- EXTRACT TO READ -
= = = = = = =

Tuesday, September 23, 2008

Vicious vices

My name is Sarah, and I am an addict. I know it is probably shocking to hear the bold truth, stated so harshly in the bright light of day. Most of us keep our baser selves hidden from public examination, but I am made of sterner stuff. I am willing to expose myself to public ridicule in the effort to make the world a kinder place for other addicts similarly situated.

Addiction is not something that happens in a weekend. It is insidious, sneaking up on you when you are half asleep, and wrapping its aromatic tentacles around your taste buds like a cozy sweater in the winter chill. It sidles up beside you and makes you think it is your friend; even if you're feeling low, you always feel better when you have had your fix.

Addiction starts slowly, unintentionally. No one sets out intending to become dysfunctional without a stimulant. It begins, perhaps, by going with a friend to their supplier. You walk in, and your senses are assaulted with the the scent and the aroma of the demon addictant. It draws you in, your nose filling with the perfume, taste buds already salivating from the delectable adventure just ahead.

After that, you find yourself making excuses for going on your own. You meet friends there, because it's... easier. You stop and pick up a little something for your spouse, your best friend, anyone you can think of to draw them in as well, and while you are there, you get a little something for yourself. Next thing you know, you are sneaking in without bothering to make the excuse, throwing furtive glances at the other customers, hoping that no one you know will spot you in the den of iniquity.

= = = = = = =

- MATERIAL SHOWN -
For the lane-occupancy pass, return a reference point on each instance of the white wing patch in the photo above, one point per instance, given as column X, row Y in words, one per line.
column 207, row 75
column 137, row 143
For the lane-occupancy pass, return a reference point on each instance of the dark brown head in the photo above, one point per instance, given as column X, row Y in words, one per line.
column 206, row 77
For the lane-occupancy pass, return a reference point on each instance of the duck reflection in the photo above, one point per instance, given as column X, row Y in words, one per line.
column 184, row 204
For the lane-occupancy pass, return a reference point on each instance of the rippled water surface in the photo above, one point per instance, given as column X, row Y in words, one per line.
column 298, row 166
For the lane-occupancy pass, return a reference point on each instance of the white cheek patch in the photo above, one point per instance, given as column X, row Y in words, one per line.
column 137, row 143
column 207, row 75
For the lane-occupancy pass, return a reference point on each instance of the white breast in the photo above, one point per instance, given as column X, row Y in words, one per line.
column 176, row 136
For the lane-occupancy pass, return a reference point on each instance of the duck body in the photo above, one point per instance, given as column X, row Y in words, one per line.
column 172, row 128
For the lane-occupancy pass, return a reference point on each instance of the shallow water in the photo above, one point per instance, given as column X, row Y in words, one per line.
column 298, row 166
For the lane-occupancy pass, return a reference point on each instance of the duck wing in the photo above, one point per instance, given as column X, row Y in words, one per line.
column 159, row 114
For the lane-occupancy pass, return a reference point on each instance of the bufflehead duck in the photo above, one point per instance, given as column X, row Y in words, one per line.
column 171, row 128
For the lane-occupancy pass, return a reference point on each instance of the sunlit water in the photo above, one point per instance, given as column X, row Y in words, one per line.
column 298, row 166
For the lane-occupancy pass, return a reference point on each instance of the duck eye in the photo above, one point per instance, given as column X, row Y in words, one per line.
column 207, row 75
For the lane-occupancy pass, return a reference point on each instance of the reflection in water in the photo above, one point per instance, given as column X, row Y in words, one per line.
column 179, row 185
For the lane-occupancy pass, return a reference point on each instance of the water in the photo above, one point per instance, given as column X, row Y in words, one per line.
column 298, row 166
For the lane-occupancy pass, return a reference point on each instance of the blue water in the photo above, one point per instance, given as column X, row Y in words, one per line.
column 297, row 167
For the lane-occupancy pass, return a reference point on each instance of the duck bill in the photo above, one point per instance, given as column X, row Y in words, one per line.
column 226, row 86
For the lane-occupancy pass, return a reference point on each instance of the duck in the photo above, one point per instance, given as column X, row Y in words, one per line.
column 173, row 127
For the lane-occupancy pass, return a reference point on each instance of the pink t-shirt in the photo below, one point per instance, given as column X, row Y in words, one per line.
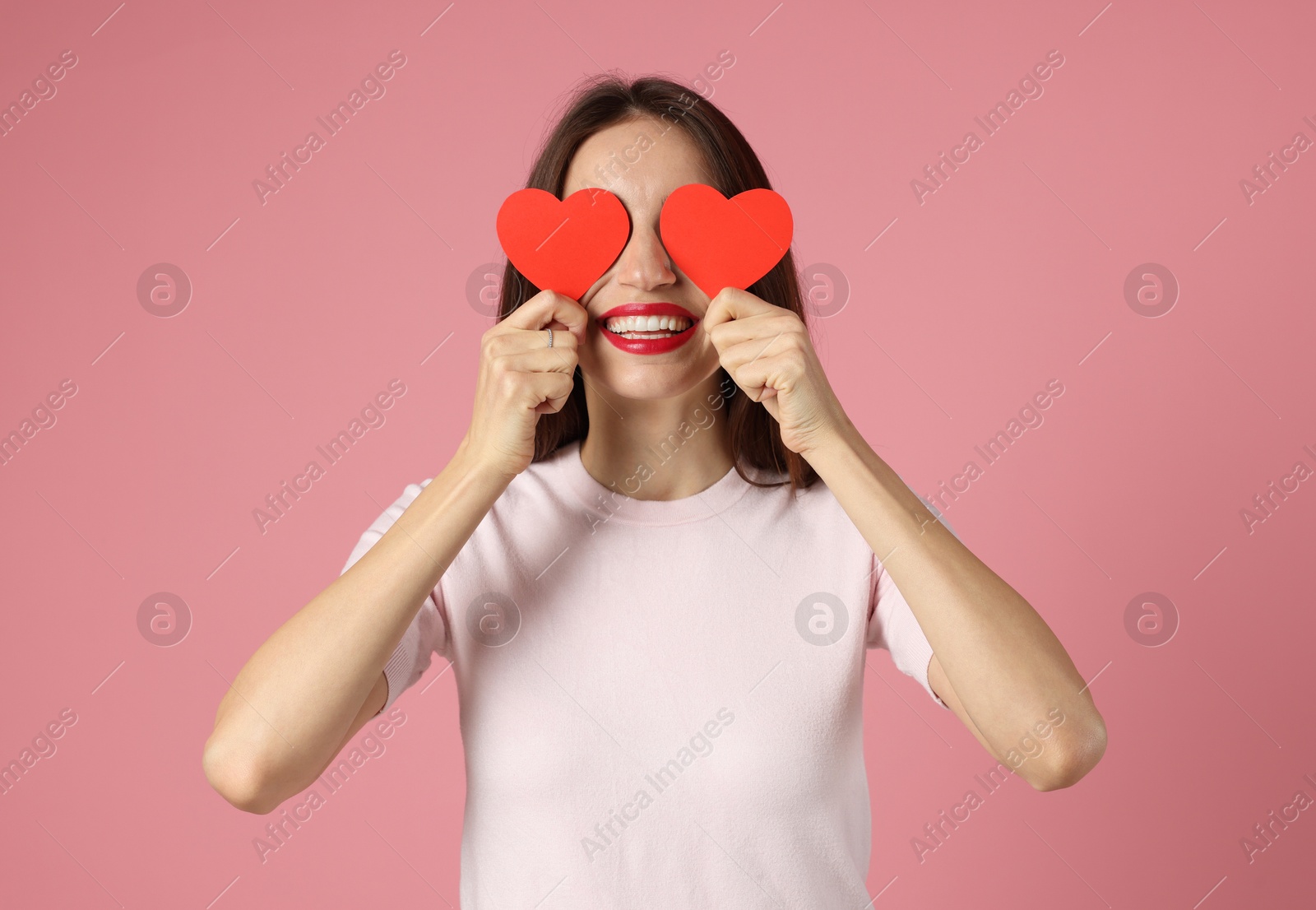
column 660, row 699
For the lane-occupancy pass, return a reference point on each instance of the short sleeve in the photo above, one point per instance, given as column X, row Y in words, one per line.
column 892, row 626
column 428, row 631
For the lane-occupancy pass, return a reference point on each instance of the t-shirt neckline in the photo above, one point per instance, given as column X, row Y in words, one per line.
column 618, row 506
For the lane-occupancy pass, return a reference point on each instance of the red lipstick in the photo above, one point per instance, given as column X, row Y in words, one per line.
column 638, row 344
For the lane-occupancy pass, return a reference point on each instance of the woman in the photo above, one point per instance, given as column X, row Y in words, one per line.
column 655, row 569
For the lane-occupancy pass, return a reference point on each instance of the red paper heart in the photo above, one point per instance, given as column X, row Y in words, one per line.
column 563, row 245
column 724, row 243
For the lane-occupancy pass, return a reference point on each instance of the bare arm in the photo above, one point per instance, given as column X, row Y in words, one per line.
column 997, row 662
column 319, row 679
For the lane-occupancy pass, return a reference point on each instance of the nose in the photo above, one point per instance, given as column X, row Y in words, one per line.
column 644, row 263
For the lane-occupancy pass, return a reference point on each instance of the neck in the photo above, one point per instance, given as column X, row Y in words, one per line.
column 682, row 443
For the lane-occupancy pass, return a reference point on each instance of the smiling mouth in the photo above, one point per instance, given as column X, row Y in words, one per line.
column 645, row 328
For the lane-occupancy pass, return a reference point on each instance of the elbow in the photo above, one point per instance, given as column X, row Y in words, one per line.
column 234, row 780
column 1072, row 763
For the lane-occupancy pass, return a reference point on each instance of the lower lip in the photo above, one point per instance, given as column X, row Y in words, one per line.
column 649, row 346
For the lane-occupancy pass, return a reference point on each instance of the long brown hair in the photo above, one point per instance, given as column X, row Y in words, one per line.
column 609, row 99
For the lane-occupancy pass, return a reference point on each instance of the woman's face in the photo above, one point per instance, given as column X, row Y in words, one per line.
column 642, row 164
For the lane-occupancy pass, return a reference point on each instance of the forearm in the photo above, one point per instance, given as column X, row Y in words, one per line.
column 293, row 703
column 1006, row 666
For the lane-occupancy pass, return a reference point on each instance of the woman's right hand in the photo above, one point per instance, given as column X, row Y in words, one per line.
column 520, row 378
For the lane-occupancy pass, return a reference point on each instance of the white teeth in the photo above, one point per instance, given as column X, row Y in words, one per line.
column 623, row 324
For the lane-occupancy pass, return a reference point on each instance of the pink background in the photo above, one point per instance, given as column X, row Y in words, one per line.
column 307, row 306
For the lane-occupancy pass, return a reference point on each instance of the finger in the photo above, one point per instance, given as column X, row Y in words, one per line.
column 761, row 378
column 540, row 360
column 550, row 309
column 548, row 392
column 734, row 303
column 515, row 341
column 760, row 326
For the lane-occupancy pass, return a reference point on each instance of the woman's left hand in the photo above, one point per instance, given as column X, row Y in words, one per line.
column 767, row 352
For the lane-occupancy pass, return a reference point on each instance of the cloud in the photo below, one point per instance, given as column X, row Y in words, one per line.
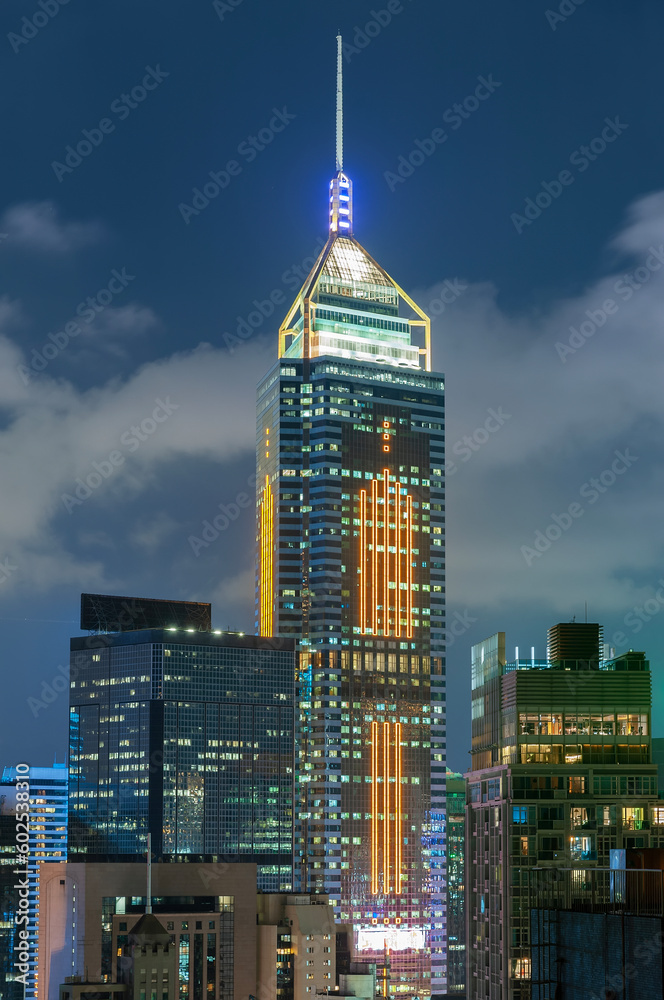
column 36, row 225
column 556, row 424
column 578, row 384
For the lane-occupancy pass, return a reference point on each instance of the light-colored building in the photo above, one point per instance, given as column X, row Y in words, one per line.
column 561, row 774
column 351, row 561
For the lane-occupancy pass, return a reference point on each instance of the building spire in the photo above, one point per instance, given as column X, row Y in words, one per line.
column 341, row 189
column 340, row 108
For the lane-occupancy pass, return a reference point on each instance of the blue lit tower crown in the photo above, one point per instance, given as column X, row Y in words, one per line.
column 350, row 559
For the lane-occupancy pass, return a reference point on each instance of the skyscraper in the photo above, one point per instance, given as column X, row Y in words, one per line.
column 561, row 775
column 47, row 842
column 186, row 733
column 350, row 559
column 456, row 908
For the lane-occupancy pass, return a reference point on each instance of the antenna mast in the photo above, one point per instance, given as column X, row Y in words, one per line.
column 340, row 110
column 148, row 901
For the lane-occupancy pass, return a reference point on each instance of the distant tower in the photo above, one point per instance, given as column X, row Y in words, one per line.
column 350, row 559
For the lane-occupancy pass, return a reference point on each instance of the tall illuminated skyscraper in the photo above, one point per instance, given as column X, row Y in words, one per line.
column 350, row 546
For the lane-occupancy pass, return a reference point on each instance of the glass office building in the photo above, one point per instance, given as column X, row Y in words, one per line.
column 350, row 560
column 188, row 735
column 47, row 840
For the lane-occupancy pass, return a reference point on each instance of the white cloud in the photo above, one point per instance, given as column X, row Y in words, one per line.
column 566, row 421
column 36, row 225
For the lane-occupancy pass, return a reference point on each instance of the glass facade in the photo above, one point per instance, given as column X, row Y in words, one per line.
column 47, row 840
column 350, row 560
column 190, row 737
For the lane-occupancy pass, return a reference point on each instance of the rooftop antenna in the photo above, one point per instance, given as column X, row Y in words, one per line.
column 341, row 189
column 148, row 900
column 340, row 109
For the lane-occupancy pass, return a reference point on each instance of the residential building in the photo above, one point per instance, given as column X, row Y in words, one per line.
column 561, row 774
column 456, row 909
column 298, row 930
column 598, row 932
column 350, row 562
column 186, row 734
column 10, row 987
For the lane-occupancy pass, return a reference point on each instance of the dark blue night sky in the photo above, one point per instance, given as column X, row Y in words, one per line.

= = = = = = =

- WHAT YOU WILL DO -
In the blog post about addiction, how does the writer say it might begin?

- OUTPUT FOR THIS TASK -
By going with a friend to their supplier.